指示 1: 抜粋文の「沖縄・遺産をめぐる旅(全4回)」から「次ピストン輸送ということだ。」までを、一字も変えずにすべて書き写しなさい。
指示 2: エントリの中から、「camouflage」という語を含む行をすべて抜き出しなさい。大文字と小文字は区別するものとする。

抜粋文:
- - - - -
沖縄・遺産をめぐる旅(全4回)

(1)プロローグ
那覇空港,10時55分着。羽田空港では,休みだからか長蛇の列が手荷物検査場にできていて,どうなるかと思ったが,結局10分遅れでの出発。そのままの遅れでの到着だが,毎回沖縄に行くときは1時間以上も何やかやで遅れていただけに,今回の10分遅れは十分合格圏内というか,むしろ奇跡に近いかもしれない。
さて,空港ロビーにて本日車を借りるトヨタレンタカー(以下「トヨタ」)の人間を探していると,ロビーの端っこにレンタカー業者が“まとめられて”いて,様々な会社の人間が到着客を待っている。その中でもトヨタの客は30〜40人ほどに膨れ上がっている。皆考えることは同じということだが,思いのほかの混雑ぶりだ。声をかけると,次に声をかけるまで待っていてほしいとのこと。待っている間にもどんどん,同じ飛行機だったのか,到着客がやってくる。
10分ほど待ったか,声をかけた人間だけ案内するとのこと。ここでお声がかからなければさらなる“待ち”になるが,最初6組呼ばれたうちの最後にひっかかり,ワゴンバスに乗ることに。17〜18人ほど乗れるワゴンはほぼ満席。事務所は空港から1kmほど離れたところ。そこまで順次ピストン輸送ということだ。
しかし,驚くのはまだ早かった。トヨタの事務所に入ると,某カラオケ店受付みたいに白を基調としたキレイで広いロビーには100人前後の人間がいたのだ。入口で名前を名乗ると,私の名前の読み方が分からなかったようで,しばらく私の書類を見失っていた。が,ほどなく地図と注意書きの紙を渡され,再び“待ち”となる。
扇の弧の形をしたカウンターを見ていると,テーブルに一斉に書類が並べられ,10組ほどが呼ばれると,まず書類にサインをさせられ,まとめて貸し出しの説明を受けることになる。その脇ではそれが終わって車を待っていた客が駐車場に次々と消えていく。もちろん,その間にもピストン輸送で運ばれてきた客が事務所に入ってくる。私は8時15分・羽田発のJALだったが,8時ちょうど羽田発,8時半関空発のいずれもANAが15分早く到着しており,その客がさばききれないうちに,我々が入ってきての大混雑。さらにネットで気軽に予約できる等もあれば,なおさらなのかもしれない。

10分ほどして,同姓異名の名前がカウンターから聞こえてくる。先ほどのことがあるので行ってみると,案の定私だった。正しい読み方を言うと,向こうは素直に謝った。私はネット予約だったが,申込の際にフリガナはきちっとついて送信されるはずで,名前間違いはあり得ないと思うのだが,まあ,バタバタしているのだろう。とにかく一連の説明を受けると,また“待ち”となる。
- - - - -
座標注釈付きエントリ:
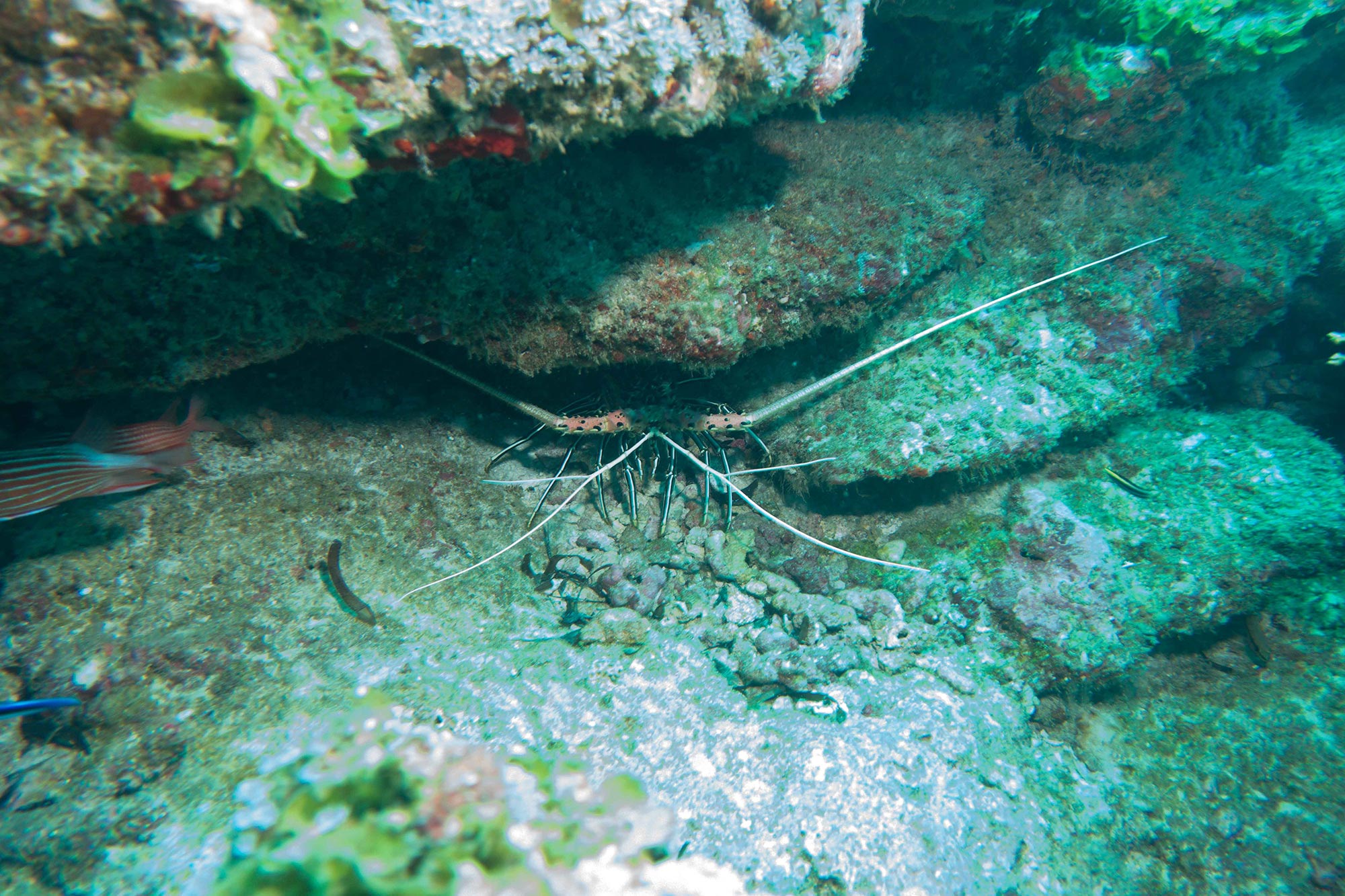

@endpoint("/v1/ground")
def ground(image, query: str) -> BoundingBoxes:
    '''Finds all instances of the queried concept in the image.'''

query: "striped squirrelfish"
[0,398,222,522]
[0,441,194,522]
[110,395,225,463]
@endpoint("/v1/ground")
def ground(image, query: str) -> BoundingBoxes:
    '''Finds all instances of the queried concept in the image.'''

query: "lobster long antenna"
[744,237,1167,426]
[393,432,654,607]
[370,333,564,425]
[659,429,929,572]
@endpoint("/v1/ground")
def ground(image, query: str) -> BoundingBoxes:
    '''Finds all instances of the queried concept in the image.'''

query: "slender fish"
[1103,467,1154,498]
[327,541,378,626]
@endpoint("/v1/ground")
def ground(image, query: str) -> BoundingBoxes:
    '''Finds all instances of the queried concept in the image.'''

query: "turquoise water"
[0,0,1345,896]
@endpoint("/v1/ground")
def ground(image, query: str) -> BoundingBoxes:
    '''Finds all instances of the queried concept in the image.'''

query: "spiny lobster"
[377,237,1167,599]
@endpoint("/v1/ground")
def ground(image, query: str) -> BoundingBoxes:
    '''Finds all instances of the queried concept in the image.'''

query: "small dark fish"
[327,541,378,626]
[1103,467,1154,498]
[0,697,79,719]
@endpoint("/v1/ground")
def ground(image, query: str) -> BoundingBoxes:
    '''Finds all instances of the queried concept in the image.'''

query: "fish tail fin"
[91,467,164,495]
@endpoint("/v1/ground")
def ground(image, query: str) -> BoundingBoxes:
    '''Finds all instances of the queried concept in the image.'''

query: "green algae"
[130,3,401,202]
[211,698,705,896]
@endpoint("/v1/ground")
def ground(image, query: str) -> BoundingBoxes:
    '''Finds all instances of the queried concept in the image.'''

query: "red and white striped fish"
[0,398,223,522]
[109,397,225,463]
[0,441,175,522]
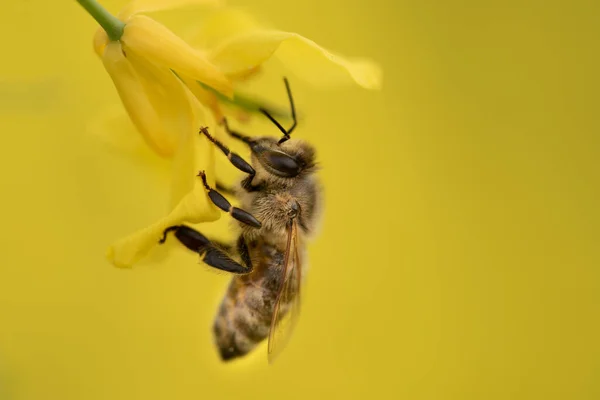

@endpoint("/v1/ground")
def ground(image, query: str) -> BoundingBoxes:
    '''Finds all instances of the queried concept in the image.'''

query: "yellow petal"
[107,135,220,268]
[209,30,382,89]
[180,75,223,121]
[102,42,174,156]
[125,47,197,156]
[118,0,225,21]
[185,7,261,49]
[121,15,233,97]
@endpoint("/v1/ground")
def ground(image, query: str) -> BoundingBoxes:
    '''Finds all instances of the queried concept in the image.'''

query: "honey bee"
[160,79,321,362]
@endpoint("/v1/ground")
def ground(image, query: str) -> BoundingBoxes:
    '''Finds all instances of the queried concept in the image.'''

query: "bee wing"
[269,220,302,363]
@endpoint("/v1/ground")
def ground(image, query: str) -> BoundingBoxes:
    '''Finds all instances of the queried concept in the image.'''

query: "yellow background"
[0,0,600,400]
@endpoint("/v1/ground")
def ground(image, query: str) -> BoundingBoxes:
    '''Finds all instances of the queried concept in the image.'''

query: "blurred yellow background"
[0,0,600,400]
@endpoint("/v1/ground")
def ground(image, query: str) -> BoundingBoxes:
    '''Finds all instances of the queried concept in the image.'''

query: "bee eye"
[264,151,300,177]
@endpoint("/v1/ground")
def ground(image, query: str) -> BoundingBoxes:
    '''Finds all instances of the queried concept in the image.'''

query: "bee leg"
[200,127,256,176]
[221,117,252,144]
[198,171,262,228]
[200,126,260,192]
[215,181,236,197]
[159,225,252,274]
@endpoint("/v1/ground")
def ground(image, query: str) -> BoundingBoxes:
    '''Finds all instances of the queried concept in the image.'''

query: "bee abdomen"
[213,287,272,361]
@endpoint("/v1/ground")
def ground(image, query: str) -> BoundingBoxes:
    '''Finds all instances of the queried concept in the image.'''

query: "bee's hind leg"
[159,225,252,274]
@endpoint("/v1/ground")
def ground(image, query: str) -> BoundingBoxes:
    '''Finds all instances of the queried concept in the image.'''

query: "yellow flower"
[79,0,381,267]
[79,0,232,267]
[94,0,233,157]
[186,8,382,119]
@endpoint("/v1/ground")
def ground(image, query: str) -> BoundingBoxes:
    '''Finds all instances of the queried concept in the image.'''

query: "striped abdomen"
[213,248,283,361]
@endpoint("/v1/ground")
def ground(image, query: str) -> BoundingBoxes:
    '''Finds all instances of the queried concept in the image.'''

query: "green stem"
[77,0,125,41]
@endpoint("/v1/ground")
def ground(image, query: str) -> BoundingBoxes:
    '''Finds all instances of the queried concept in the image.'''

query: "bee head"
[250,137,315,178]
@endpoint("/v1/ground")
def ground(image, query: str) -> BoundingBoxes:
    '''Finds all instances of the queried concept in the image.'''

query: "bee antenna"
[259,78,298,144]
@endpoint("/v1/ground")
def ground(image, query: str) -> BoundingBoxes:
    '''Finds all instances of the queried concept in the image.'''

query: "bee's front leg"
[198,171,262,228]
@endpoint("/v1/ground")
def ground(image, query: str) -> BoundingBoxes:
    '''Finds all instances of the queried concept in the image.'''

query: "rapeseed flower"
[78,0,381,267]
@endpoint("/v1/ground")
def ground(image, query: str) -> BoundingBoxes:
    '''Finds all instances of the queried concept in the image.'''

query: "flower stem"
[77,0,125,41]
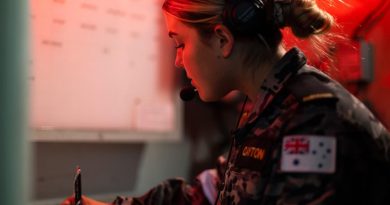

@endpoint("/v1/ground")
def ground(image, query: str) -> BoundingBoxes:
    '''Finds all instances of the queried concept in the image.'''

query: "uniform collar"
[247,47,306,123]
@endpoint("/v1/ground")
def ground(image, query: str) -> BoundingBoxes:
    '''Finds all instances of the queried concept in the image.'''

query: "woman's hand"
[60,196,109,205]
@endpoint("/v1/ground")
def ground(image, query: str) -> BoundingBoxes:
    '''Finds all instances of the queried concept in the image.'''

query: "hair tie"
[273,0,291,28]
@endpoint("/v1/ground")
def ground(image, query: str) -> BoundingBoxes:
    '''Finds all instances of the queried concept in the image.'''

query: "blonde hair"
[163,0,334,64]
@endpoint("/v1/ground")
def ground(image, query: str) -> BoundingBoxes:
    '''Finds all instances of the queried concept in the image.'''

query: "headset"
[222,0,266,34]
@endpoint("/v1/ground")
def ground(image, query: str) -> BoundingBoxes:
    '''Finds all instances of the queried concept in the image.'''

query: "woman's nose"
[175,51,184,68]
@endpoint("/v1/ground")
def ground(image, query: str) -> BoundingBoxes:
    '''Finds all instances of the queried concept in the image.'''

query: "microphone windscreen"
[180,86,197,101]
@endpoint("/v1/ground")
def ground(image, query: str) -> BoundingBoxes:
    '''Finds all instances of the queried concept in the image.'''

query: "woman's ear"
[214,24,234,58]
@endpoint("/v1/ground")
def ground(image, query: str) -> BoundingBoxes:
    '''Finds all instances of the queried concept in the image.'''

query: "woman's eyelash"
[175,43,184,49]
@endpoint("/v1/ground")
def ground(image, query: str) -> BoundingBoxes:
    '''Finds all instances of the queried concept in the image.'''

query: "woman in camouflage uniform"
[64,0,390,205]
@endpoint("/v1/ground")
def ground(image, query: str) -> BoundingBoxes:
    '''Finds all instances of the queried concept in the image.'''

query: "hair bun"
[281,0,334,38]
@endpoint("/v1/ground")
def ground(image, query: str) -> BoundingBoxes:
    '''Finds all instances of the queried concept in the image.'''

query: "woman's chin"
[199,92,222,102]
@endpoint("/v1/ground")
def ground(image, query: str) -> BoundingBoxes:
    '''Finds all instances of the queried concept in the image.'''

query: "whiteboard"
[30,0,181,140]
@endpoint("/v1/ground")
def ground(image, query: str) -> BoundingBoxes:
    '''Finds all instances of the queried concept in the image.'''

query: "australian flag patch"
[280,135,336,174]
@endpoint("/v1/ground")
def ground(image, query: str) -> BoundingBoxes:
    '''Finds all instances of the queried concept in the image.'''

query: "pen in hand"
[74,166,82,205]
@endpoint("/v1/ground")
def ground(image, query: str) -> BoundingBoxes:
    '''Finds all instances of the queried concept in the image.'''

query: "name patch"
[235,136,274,172]
[241,146,265,160]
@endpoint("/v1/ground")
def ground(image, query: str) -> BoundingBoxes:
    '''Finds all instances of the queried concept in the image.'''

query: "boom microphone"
[180,86,198,101]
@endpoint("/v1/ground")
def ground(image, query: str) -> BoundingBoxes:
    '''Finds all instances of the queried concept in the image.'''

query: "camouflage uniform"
[112,48,390,205]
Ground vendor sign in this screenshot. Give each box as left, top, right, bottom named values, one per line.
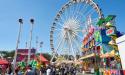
left=94, top=31, right=102, bottom=42
left=106, top=27, right=115, bottom=36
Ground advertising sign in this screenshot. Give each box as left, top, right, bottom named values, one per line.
left=116, top=35, right=125, bottom=70
left=94, top=31, right=102, bottom=42
left=106, top=27, right=115, bottom=36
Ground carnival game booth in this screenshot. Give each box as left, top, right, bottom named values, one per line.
left=16, top=48, right=36, bottom=62
left=80, top=15, right=122, bottom=75
left=96, top=15, right=123, bottom=75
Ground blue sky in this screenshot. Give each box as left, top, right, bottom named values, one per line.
left=0, top=0, right=125, bottom=52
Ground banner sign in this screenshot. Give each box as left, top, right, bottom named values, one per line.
left=106, top=27, right=115, bottom=36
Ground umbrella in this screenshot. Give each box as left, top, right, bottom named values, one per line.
left=0, top=59, right=9, bottom=65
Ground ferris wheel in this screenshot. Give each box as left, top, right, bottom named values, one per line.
left=50, top=0, right=103, bottom=61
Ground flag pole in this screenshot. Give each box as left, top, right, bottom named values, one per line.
left=27, top=19, right=34, bottom=64
left=40, top=42, right=43, bottom=64
left=13, top=19, right=23, bottom=69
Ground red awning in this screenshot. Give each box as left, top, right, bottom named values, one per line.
left=0, top=59, right=9, bottom=65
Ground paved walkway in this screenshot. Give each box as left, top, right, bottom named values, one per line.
left=76, top=73, right=94, bottom=75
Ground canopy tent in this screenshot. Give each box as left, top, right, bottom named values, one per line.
left=38, top=54, right=49, bottom=64
left=0, top=59, right=9, bottom=65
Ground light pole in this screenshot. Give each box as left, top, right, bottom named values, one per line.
left=40, top=42, right=43, bottom=64
left=27, top=19, right=34, bottom=64
left=14, top=19, right=23, bottom=68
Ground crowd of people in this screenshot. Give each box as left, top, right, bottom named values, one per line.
left=0, top=63, right=82, bottom=75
- - - - -
正解 1:
沖縄・遺産をめぐる旅(全4回)

(1)プロローグ
那覇空港,10時55分着。羽田空港では,休みだからか長蛇の列が手荷物検査場にできていて,どうなるかと思ったが,結局10分遅れでの出発。そのままの遅れでの到着だが,毎回沖縄に行くときは1時間以上も何やかやで遅れていただけに,今回の10分遅れは十分合格圏内というか,むしろ奇跡に近いかもしれない。
さて,空港ロビーにて本日車を借りるトヨタレンタカー(以下「トヨタ」)の人間を探していると,ロビーの端っこにレンタカー業者が“まとめられて”いて,様々な会社の人間が到着客を待っている。その中でもトヨタの客は30〜40人ほどに膨れ上がっている。皆考えることは同じということだが,思いのほかの混雑ぶりだ。声をかけると,次に声をかけるまで待っていてほしいとのこと。待っている間にもどんどん,同じ飛行機だったのか,到着客がやってくる。
10分ほど待ったか,声をかけた人間だけ案内するとのこと。ここでお声がかからなければさらなる“待ち”になるが,最初6組呼ばれたうちの最後にひっかかり,ワゴンバスに乗ることに。17〜18人ほど乗れるワゴンはほぼ満席。事務所は空港から1kmほど離れたところ。そこまで順次ピストン輸送ということだ。

正解 2:
query: "woman in camouflage uniform"
query: "camouflage uniform"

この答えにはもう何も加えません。